Problem to solve – In the data below, change every "target_object" to "target_label" and keep everything else the same.

Entries shown –
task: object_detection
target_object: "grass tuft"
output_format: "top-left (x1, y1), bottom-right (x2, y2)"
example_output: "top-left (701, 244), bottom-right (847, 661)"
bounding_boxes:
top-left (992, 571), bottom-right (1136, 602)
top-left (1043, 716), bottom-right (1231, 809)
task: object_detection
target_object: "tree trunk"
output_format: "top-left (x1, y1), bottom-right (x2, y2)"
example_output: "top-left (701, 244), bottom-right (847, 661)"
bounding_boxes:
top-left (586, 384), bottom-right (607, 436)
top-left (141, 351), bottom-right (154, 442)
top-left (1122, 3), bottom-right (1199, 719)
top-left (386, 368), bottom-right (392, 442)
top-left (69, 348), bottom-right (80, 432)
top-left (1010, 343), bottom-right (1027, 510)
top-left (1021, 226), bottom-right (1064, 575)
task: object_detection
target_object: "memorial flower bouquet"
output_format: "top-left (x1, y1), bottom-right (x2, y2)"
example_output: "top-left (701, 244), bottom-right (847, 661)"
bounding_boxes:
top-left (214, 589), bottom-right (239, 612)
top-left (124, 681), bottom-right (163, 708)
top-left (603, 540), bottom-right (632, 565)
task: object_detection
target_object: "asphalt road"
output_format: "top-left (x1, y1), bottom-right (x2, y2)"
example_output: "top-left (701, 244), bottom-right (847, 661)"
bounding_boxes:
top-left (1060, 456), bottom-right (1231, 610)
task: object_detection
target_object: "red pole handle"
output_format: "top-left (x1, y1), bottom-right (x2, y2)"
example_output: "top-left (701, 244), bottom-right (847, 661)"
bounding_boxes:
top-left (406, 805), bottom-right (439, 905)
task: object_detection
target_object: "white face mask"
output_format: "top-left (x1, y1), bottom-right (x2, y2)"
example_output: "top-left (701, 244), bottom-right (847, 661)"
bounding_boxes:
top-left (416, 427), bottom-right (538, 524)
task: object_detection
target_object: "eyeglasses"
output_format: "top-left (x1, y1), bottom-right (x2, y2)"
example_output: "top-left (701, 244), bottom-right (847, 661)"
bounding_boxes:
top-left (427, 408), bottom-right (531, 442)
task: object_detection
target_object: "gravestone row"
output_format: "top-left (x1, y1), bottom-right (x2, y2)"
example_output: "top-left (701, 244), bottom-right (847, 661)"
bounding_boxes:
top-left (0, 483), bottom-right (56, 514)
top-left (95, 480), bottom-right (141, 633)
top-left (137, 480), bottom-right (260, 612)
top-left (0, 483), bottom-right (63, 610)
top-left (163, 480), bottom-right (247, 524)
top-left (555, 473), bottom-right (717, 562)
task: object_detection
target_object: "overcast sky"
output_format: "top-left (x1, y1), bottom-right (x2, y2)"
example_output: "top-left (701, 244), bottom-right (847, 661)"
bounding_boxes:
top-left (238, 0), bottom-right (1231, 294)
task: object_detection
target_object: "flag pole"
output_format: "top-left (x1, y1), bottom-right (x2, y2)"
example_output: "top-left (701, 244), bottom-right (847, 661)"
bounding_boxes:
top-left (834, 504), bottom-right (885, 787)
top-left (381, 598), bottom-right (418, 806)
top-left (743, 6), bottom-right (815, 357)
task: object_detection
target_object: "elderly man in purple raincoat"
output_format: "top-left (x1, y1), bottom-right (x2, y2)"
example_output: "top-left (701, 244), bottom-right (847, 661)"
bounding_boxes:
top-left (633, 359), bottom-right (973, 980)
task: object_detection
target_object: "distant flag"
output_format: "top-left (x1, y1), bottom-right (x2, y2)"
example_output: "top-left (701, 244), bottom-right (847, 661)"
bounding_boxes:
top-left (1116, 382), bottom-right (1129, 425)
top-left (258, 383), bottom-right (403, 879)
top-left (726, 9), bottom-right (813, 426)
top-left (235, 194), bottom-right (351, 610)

Solution to the exercise –
task: object_detection
target_label: "grass tuft"
output_format: "top-left (x1, y1), bottom-right (x2, y2)"
example_output: "top-left (701, 244), bottom-right (847, 661)"
bounding_boxes:
top-left (992, 571), bottom-right (1136, 602)
top-left (1043, 716), bottom-right (1231, 809)
task: object_detection
target_label: "tree trunk"
output_format: "top-left (x1, y1), bottom-right (x2, y2)"
example_output: "top-left (701, 244), bottom-right (847, 661)"
bounding_boxes:
top-left (586, 384), bottom-right (607, 436)
top-left (141, 351), bottom-right (154, 442)
top-left (1122, 3), bottom-right (1199, 719)
top-left (386, 368), bottom-right (392, 442)
top-left (69, 348), bottom-right (80, 432)
top-left (1010, 343), bottom-right (1027, 510)
top-left (1021, 226), bottom-right (1064, 575)
task: object_detection
target_label: "memorial flower bouquet"
output_format: "top-left (x1, y1), bottom-right (x2, y2)"
example_output: "top-left (701, 244), bottom-right (847, 661)"
bounding_boxes:
top-left (214, 589), bottom-right (239, 612)
top-left (124, 681), bottom-right (163, 708)
top-left (603, 540), bottom-right (632, 565)
task: object_detection
target_label: "asphalt road"
output_format: "top-left (x1, y1), bottom-right (x2, y2)"
example_output: "top-left (701, 244), bottom-right (847, 661)"
bounding_boxes:
top-left (1060, 456), bottom-right (1231, 610)
task: object_detection
target_label: "red pole handle"
output_format: "top-left (x1, y1), bottom-right (x2, y2)"
example_output: "top-left (701, 244), bottom-right (847, 661)"
bounding_boxes:
top-left (406, 805), bottom-right (439, 905)
task: object_detection
target_label: "white face mask"
output_format: "top-left (x1, y1), bottom-right (x2, y2)"
example_output: "top-left (701, 244), bottom-right (847, 661)"
bounding_boxes:
top-left (416, 427), bottom-right (538, 524)
task: object_detection
target_label: "eyeglasses"
output_format: "top-left (x1, y1), bottom-right (x2, y2)"
example_output: "top-left (701, 244), bottom-right (847, 661)"
bounding_boxes:
top-left (427, 408), bottom-right (531, 442)
task: object_detection
target_label: "gravestone row"
output_format: "top-left (x1, y1), bottom-right (x2, y2)"
example_output: "top-left (701, 244), bottom-right (847, 661)"
bounding_boxes:
top-left (0, 483), bottom-right (56, 514)
top-left (95, 480), bottom-right (141, 633)
top-left (137, 480), bottom-right (260, 612)
top-left (0, 483), bottom-right (63, 610)
top-left (163, 480), bottom-right (247, 524)
top-left (555, 473), bottom-right (717, 562)
task: object_detection
target_label: "overcast sky"
output_format: "top-left (x1, y1), bottom-right (x2, y2)"
example_output: "top-left (701, 244), bottom-right (847, 661)"
bounding_boxes:
top-left (238, 0), bottom-right (1231, 294)
task: object_detection
target_label: "flag pole"
output_format: "top-left (x1, y1), bottom-right (x2, y2)"
example_output: "top-left (701, 244), bottom-right (847, 661)"
bounding_boxes:
top-left (834, 504), bottom-right (885, 787)
top-left (381, 598), bottom-right (418, 806)
top-left (743, 6), bottom-right (815, 357)
task: object_detection
target_label: "elderly man in purple raincoat"
output_format: "top-left (x1, y1), bottom-right (x2, y2)"
example_output: "top-left (701, 244), bottom-right (847, 661)"
bounding_boxes:
top-left (633, 359), bottom-right (973, 980)
task: object_detection
target_label: "distant flag"
output_format: "top-left (x1, y1), bottom-right (x2, y2)"
example_output: "top-left (701, 244), bottom-right (847, 661)"
bounding_boxes:
top-left (1116, 382), bottom-right (1129, 425)
top-left (258, 383), bottom-right (403, 879)
top-left (726, 9), bottom-right (813, 426)
top-left (235, 194), bottom-right (351, 610)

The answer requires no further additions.